BRIEF
Word for word, repeat the lines of the records from the one containing "Target: license plate" through the last line, both included.

* start TASK INPUTS *

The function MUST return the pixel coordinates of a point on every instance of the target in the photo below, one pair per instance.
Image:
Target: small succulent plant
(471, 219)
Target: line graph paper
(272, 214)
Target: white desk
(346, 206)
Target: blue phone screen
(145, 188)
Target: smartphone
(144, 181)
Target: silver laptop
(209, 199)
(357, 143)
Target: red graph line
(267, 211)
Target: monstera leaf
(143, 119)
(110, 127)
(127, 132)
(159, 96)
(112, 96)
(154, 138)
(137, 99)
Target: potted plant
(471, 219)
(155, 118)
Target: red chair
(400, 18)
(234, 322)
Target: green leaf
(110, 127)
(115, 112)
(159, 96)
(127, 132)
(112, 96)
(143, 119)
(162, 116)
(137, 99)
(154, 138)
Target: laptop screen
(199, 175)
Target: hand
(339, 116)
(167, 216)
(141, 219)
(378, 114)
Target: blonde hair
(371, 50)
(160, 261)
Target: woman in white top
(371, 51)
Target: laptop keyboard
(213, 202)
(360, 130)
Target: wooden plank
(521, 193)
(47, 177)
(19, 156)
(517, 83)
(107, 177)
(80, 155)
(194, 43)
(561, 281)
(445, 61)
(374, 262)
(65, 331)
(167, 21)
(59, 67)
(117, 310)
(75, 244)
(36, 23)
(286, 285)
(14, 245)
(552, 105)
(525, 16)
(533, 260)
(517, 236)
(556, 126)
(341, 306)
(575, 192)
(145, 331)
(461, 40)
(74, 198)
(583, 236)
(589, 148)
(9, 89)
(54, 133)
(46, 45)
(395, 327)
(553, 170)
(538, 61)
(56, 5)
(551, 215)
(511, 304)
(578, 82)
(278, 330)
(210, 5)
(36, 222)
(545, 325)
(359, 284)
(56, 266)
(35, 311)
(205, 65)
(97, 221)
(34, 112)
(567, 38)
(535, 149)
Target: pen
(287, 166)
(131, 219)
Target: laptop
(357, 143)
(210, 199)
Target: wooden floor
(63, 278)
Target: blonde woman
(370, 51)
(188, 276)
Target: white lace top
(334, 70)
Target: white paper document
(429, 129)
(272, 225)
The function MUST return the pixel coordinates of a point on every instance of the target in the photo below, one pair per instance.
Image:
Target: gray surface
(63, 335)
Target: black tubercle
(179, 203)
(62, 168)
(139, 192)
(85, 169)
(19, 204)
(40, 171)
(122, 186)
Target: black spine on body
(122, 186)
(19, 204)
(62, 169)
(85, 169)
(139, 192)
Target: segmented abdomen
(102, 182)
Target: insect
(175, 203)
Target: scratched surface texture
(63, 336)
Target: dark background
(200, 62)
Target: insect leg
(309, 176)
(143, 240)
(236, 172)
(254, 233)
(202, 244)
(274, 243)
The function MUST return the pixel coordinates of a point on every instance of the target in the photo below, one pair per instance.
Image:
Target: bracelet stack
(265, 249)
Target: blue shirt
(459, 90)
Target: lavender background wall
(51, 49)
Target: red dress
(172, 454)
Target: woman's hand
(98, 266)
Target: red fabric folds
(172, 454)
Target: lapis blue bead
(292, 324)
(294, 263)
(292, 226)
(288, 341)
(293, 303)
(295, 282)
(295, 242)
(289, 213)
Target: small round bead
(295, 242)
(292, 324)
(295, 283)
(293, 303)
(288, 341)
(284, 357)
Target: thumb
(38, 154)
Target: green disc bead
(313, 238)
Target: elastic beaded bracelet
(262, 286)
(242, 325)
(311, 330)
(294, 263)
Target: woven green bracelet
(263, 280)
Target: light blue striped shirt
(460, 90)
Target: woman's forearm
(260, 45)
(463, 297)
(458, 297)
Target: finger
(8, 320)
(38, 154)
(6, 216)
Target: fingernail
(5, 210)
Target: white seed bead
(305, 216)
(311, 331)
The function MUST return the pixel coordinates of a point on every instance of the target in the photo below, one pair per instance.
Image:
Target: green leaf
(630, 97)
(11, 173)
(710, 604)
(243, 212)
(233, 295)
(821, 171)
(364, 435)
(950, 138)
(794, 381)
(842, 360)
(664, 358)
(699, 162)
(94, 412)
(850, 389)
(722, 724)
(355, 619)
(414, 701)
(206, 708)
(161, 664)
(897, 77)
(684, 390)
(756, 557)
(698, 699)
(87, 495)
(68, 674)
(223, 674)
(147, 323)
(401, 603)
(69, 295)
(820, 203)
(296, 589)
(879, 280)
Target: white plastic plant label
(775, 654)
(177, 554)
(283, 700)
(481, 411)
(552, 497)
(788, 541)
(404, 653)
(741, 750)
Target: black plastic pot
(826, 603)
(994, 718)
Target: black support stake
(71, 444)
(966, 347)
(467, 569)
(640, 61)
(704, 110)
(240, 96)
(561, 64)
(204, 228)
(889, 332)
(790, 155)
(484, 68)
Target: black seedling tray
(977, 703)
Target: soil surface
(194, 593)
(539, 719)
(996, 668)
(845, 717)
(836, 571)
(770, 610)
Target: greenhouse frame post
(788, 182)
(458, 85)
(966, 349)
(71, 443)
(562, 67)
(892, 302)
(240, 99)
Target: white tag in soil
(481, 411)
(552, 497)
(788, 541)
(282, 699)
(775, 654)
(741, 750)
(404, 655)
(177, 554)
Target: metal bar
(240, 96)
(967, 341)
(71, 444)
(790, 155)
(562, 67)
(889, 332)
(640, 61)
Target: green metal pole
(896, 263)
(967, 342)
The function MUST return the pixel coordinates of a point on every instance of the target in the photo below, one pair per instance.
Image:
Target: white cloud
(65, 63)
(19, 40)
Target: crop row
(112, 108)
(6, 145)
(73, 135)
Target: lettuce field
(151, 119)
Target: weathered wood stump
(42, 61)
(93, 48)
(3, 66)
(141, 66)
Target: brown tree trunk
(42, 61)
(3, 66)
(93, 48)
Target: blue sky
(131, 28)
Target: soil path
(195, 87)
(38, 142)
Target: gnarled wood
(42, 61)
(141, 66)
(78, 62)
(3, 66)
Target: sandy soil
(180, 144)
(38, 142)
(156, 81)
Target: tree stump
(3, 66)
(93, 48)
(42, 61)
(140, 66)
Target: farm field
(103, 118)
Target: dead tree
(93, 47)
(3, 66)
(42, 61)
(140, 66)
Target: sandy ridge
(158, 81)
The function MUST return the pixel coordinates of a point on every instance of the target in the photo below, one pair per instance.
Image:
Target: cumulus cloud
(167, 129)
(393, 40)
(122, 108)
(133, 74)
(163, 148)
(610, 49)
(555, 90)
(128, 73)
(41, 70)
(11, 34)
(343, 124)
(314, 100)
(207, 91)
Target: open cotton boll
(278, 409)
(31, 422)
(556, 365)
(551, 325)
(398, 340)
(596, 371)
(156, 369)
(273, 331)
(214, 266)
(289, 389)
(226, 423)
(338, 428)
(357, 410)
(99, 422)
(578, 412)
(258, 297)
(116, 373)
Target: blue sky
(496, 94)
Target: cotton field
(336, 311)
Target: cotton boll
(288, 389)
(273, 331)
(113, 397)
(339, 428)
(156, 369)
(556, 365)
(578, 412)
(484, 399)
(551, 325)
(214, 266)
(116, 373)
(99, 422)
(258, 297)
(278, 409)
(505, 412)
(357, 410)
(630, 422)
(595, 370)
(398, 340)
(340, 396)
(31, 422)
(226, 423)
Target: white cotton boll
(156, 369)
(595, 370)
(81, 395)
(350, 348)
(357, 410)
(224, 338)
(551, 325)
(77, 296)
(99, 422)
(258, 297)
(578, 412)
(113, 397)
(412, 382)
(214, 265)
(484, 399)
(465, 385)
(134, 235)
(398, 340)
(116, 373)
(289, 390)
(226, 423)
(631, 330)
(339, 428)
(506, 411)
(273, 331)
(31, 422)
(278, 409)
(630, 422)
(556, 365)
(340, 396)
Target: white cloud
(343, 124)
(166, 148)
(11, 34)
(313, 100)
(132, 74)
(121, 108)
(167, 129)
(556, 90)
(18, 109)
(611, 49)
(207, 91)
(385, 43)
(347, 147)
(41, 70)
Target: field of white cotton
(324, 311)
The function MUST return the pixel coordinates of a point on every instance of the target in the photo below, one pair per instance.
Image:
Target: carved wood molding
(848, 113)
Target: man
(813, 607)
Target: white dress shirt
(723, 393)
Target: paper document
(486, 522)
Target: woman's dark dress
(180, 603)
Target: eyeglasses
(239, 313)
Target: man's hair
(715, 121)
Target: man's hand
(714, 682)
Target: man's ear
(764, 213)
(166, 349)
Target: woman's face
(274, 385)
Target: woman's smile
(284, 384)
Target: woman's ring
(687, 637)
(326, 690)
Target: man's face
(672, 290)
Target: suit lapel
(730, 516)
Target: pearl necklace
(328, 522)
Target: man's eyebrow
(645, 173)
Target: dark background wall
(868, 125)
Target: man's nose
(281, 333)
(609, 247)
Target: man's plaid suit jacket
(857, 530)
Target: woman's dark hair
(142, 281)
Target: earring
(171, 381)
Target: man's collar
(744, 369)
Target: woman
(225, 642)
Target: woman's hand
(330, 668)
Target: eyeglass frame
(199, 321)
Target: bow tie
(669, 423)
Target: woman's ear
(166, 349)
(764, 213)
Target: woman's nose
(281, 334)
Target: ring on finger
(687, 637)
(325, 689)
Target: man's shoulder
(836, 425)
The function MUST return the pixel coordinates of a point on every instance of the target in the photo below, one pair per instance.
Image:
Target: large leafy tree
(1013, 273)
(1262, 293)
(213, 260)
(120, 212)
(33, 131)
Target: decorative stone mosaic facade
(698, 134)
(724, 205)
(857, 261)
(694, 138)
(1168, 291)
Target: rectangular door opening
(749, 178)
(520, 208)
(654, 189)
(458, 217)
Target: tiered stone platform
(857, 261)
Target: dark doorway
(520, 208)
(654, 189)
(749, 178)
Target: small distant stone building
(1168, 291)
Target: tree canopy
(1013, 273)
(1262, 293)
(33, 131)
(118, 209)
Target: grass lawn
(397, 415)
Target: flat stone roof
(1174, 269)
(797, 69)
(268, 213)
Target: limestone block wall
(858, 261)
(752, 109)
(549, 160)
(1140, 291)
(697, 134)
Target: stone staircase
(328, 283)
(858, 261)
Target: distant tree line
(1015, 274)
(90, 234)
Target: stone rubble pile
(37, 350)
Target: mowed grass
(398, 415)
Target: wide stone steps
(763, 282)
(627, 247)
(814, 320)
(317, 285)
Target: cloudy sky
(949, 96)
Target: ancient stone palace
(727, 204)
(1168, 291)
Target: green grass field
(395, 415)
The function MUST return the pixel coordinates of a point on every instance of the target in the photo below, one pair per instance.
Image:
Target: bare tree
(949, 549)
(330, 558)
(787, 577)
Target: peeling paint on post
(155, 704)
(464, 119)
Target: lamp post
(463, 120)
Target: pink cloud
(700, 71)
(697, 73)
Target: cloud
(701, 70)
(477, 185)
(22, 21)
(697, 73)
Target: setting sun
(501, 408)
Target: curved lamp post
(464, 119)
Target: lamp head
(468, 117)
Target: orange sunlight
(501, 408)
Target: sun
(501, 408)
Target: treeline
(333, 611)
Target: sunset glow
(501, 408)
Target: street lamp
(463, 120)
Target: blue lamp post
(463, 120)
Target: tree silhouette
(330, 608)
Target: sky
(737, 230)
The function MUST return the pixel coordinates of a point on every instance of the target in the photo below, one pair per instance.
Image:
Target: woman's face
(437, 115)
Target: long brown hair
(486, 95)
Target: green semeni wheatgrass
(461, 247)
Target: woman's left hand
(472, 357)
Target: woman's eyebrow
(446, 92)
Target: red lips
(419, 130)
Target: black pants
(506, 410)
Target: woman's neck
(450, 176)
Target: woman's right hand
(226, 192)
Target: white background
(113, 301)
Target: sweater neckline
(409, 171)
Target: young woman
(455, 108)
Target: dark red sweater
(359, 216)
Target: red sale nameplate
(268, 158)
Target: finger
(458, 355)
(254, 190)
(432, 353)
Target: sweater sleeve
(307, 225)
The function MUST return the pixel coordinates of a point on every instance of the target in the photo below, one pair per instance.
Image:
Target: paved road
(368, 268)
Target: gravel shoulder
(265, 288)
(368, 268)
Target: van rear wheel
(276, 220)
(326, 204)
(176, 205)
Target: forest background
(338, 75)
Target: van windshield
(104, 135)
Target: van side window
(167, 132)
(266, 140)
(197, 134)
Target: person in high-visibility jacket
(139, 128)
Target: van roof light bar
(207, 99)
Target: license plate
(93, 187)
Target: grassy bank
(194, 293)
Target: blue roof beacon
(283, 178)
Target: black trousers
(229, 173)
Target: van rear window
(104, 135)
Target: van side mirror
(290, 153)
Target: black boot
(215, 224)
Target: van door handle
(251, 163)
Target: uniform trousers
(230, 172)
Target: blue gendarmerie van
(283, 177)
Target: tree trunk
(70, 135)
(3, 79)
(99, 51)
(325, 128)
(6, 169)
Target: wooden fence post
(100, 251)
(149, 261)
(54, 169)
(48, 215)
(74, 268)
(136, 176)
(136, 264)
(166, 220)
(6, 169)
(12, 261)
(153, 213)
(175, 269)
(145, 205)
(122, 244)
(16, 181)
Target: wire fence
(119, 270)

* end TASK INPUTS *

THE RESULT
Target: license plate
(93, 187)
Target: grassy bank
(194, 293)
Target: blue roof beacon
(283, 178)
Target: black trousers
(229, 173)
Target: van rear window
(104, 135)
Target: van side mirror
(290, 153)
Target: black boot
(215, 224)
Target: van door handle
(251, 163)
Target: uniform trousers
(230, 172)
Target: blue gendarmerie van
(283, 177)
Target: tree trunk
(70, 135)
(3, 79)
(99, 51)
(325, 128)
(6, 169)
Target: wooden fence post
(100, 251)
(149, 261)
(54, 169)
(48, 215)
(74, 268)
(136, 176)
(136, 264)
(166, 220)
(6, 169)
(12, 261)
(153, 213)
(175, 269)
(145, 205)
(122, 244)
(16, 181)
Target: wire fence
(119, 270)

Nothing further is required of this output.